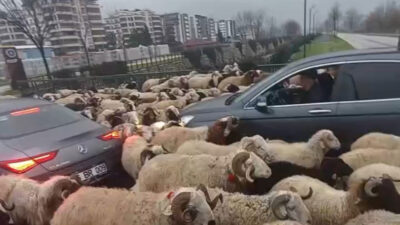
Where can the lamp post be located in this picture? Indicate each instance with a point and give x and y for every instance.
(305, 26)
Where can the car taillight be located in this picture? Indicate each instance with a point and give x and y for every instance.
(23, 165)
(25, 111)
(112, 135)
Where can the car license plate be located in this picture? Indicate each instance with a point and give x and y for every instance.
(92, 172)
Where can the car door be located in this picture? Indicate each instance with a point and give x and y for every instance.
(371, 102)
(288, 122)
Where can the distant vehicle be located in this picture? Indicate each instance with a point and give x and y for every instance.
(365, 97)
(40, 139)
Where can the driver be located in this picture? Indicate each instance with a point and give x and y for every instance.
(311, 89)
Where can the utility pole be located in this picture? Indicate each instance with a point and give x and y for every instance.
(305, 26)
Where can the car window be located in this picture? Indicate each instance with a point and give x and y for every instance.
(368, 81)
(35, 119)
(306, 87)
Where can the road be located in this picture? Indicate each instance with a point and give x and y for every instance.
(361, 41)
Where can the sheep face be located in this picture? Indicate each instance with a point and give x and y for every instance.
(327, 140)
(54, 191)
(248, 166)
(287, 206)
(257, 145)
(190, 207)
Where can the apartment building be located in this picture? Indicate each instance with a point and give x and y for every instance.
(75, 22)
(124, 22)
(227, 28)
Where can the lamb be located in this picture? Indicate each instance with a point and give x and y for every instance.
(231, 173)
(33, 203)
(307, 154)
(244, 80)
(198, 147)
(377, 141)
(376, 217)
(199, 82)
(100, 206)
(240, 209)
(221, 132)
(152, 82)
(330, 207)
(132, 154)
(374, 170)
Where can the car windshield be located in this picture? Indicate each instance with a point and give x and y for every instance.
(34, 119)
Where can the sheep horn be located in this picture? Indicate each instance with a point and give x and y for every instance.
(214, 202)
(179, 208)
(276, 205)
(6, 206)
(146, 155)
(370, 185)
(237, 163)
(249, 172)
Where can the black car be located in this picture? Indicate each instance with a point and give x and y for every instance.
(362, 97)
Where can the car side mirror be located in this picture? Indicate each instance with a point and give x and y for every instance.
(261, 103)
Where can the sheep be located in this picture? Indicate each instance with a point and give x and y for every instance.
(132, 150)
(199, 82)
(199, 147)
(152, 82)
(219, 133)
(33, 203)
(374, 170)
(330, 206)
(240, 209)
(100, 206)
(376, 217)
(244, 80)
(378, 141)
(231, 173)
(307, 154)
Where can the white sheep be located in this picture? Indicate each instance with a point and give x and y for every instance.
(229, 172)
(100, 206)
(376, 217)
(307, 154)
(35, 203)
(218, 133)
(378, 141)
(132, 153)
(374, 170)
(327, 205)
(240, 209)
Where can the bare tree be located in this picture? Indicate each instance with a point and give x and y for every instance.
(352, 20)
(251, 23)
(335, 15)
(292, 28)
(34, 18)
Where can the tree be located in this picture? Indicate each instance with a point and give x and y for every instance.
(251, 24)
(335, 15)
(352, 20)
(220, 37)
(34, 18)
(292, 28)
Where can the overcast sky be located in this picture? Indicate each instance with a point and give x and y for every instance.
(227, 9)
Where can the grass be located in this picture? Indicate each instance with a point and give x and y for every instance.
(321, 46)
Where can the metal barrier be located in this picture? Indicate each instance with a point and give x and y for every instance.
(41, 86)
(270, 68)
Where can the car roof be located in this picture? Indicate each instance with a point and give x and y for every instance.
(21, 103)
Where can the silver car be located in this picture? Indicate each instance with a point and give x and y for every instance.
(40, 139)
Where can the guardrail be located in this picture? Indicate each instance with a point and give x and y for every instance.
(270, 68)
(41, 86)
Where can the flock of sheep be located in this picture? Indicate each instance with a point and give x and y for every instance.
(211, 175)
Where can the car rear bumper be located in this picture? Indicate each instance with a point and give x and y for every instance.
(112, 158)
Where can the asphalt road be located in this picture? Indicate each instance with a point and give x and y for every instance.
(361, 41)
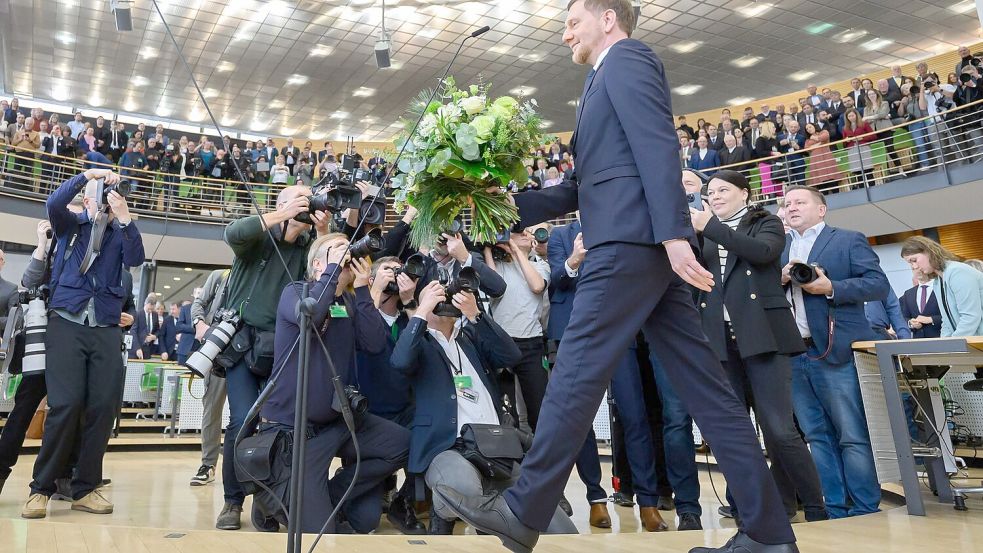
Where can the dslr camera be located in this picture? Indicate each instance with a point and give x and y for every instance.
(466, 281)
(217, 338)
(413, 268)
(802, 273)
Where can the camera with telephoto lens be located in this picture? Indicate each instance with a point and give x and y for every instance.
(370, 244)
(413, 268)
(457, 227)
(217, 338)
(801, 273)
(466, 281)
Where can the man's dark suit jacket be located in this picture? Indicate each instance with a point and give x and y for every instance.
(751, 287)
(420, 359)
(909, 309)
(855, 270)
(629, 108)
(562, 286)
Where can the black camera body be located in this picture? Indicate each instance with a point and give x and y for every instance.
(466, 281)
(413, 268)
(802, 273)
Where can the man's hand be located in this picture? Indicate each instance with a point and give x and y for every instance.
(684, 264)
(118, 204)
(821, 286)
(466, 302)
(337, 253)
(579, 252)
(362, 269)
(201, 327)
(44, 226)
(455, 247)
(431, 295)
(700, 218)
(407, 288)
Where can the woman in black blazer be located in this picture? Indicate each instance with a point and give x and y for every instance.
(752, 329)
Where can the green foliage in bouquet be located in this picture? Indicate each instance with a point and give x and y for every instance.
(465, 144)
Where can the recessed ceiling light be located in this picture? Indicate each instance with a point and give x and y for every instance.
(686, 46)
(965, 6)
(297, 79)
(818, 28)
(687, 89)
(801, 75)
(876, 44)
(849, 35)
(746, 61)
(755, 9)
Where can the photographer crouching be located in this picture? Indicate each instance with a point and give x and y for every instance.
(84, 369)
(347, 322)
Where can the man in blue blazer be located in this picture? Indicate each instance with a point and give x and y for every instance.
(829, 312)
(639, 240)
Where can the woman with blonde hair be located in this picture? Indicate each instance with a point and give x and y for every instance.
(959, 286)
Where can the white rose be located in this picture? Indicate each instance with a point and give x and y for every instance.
☆ ☆ ☆
Please transcribe the lines word for word, beginning at the line that contains "Where can the man in" and stopping after the last line.

Where can the man in blue blazer be located in this picture? Indicate each instance with a point and give x and y for every instance.
(829, 312)
(639, 240)
Where can the woman with blonde hair be located in this picture? Indicate each instance with a point and give x and y for every instance.
(959, 286)
Where can the white rose be located in this picture? Indicate each instance with a point and give x and y for every instance.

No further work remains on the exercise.